TO BE DONE:
Rewrite the listing as a Markdown table with two columns, No. and Entry, starting at its first line and ending at the line that contains "column 226, row 156", with both of those lines included. Give each line its own numbered row and omit any blank lines.

Begin GIVEN INFORMATION

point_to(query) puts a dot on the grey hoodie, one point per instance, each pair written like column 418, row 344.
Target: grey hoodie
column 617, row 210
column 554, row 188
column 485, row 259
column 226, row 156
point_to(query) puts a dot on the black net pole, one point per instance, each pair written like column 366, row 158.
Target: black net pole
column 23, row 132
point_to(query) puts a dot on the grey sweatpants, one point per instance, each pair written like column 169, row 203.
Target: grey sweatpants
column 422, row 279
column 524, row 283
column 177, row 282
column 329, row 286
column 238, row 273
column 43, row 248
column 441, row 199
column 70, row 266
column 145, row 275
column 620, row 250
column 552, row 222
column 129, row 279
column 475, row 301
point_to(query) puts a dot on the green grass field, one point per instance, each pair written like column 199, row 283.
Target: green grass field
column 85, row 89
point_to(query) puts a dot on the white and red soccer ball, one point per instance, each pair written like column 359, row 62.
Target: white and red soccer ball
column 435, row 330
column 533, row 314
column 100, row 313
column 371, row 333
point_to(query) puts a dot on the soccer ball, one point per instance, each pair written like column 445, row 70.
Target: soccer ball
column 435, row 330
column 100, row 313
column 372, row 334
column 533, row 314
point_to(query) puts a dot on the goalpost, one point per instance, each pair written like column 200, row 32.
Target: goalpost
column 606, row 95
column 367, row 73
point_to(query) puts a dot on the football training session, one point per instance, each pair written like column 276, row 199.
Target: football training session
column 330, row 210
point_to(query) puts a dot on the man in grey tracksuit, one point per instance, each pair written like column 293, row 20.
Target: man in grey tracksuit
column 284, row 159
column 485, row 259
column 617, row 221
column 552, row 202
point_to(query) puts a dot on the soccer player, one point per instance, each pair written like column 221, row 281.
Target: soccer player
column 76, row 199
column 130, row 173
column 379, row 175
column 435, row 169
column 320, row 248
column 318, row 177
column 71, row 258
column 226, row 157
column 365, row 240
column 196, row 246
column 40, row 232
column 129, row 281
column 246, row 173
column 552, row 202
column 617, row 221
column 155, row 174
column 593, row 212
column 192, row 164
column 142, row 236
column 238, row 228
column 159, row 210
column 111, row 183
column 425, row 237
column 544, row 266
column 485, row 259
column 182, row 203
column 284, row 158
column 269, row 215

End GIVEN INFORMATION

ANSWER TO THE TASK:
| No. | Entry |
|---|---|
| 1 | point_to(query) puts a dot on the grey hoodie, one point per instance, each pair written like column 418, row 344. |
| 2 | Target: grey hoodie |
| 3 | column 617, row 210 |
| 4 | column 554, row 188 |
| 5 | column 485, row 259 |
| 6 | column 226, row 156 |